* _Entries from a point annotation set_
>> BEGIN

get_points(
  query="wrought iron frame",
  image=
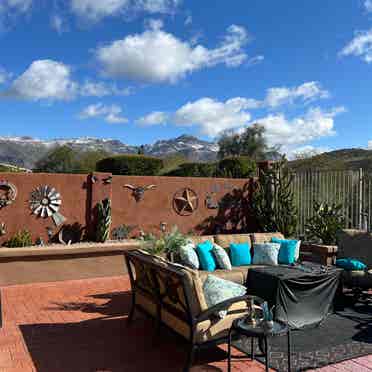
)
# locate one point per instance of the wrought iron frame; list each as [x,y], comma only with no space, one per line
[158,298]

>> END

* _The request_
Set down the rows above verbatim, leaving out the pictures.

* _The completed task_
get_points(
  query="wrought iron frame",
  image=
)
# locate one point per instance of the wrought iron frame; list each as [x,y], comma only with no space, one per line
[158,298]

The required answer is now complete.